Problem set:
A: In the MAHOUT-675 issue update below, translate this sentence into German: "While that check may sound reasonable, it actually is not in practice."
B: The MAHOUT-675 issue update below quotes the issue's details in a block that begins with "Key". List every field name given a value in that block.
C: Extend the description in the MAHOUT-675 issue update below, picking up after its final sentence.

Source passage:

• • •

[
https://issues.apache.org/jira/browse/MAHOUT-675?page=com.atlassian.jira.plugin.system.issuetabpanels:all-tabpanel
]
Sean Owen updated MAHOUT-675:
-----------------------------
Resolution: Fixed
Fix Version/s: 0.5
Status: Resolved (was: Patch Available)
I looked at this recently and agree this sounds like at least equally
reasonable behavior.
> LuceneIterator throws an IllegalStateException when a null TermFreqVector is
> encountered for a document instead of skipping to the next one
> -------------------------------------------------------------------------------------------------------------------------------------------
>
> Key: MAHOUT-675
> URL: https://issues.apache.org/jira/browse/MAHOUT-675
> Project: Mahout
> Issue Type: Improvement
> Components: Utils
> Reporter: Chris Jordan
> Fix For: 0.5
>
> Attachments: MAHOUT-675
>
>
> The org.apache.mahout.utils.vectors.lucene.LuceneIterator currently throws an
> IllegalStateException if it encounters a document with a null term frequency
> vector for the target field in the computeNext() method. That is problematic
> for people who are developing text mining applications on top of lucene as it
> forces them to check that the documents that they are adding to their lucene
> indexes actually have terms for the target field. While that check may sound
> reasonable, it actually is not in practice.

• • •

Source material:
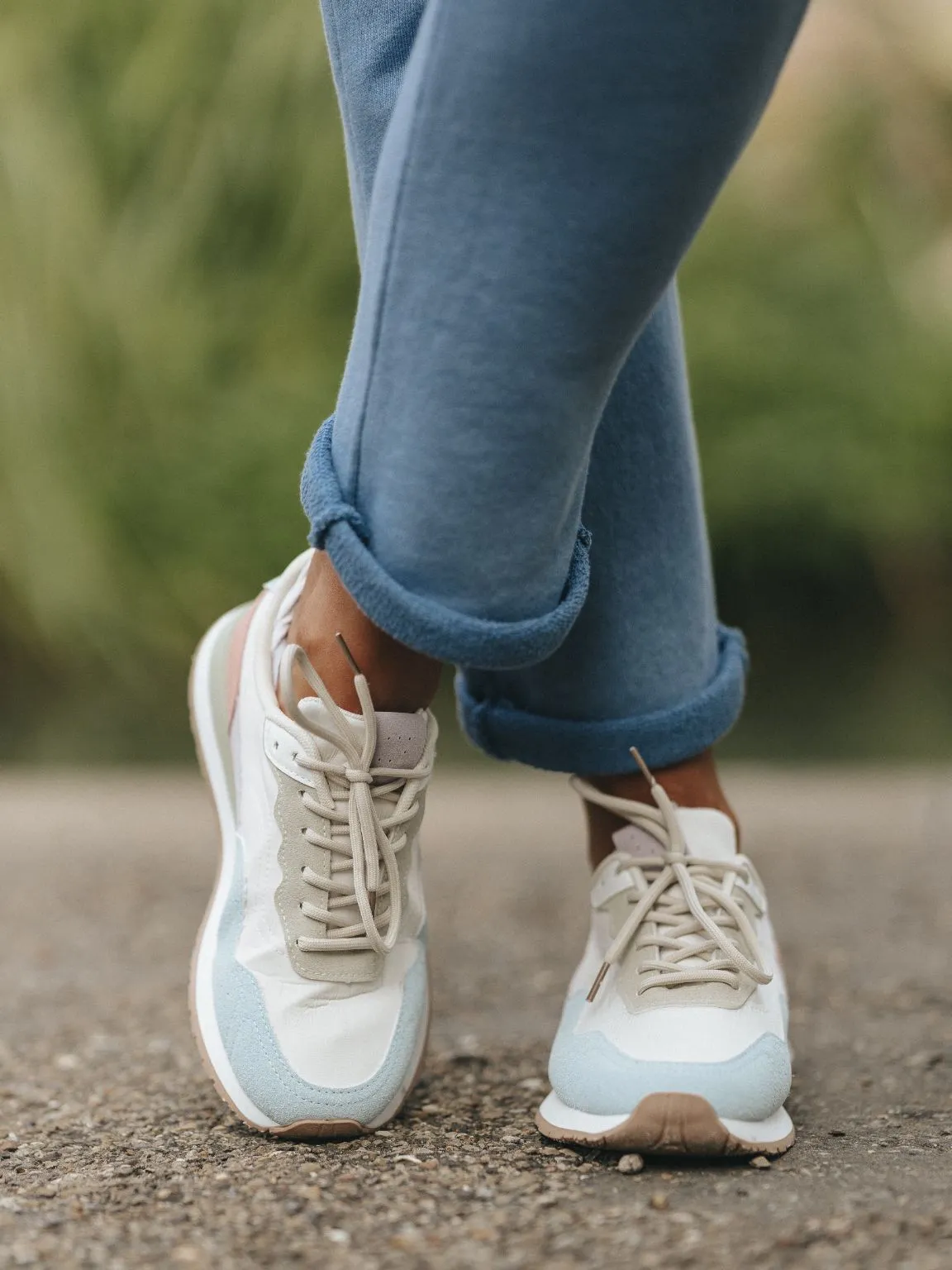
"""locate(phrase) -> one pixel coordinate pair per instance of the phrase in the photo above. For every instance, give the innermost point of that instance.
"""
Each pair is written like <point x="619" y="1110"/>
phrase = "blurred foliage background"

• • •

Answers provided:
A: Auch wenn diese Prüfung vernünftig klingen mag, ist sie es in der Praxis tatsächlich nicht.

B: Key, URL, Project, Issue Type, Components, Reporter, Fix For, Attachments

C:
> Lucene in most cases will apply an analyzer to a field in a document as it is
> added to the index. The StandardAnalyzer is pretty lenient and barely removes
> any terms. In most cases though, if you want to have better text mining
> performance, you will create your own custom analyzer. For example, in my
> current work with document clustering, in order to generate tighter clusters
> and have more human readable top terms, I am using a stop word list specific
> to my subject domain and I am filtering out terms that contain numbers. The
> net result is that some of my documents have no terms for the target field
> which is a desirable outcome. When I attempt to dump the lucene vectors
> though, I encounter an IllegalStateException because of those documents.
> Now it is possible for me to check the TokenStream of the target field before
> I insert into my index however, if we were to follow that approach, it means
> for each of my applications, I would have to perform this check. That isn't a
> great practice as someone could be experimenting with custom analyzers to
> improve text mining performance and then encounter this exception without any
> real indication that it was due to the custom analyzer.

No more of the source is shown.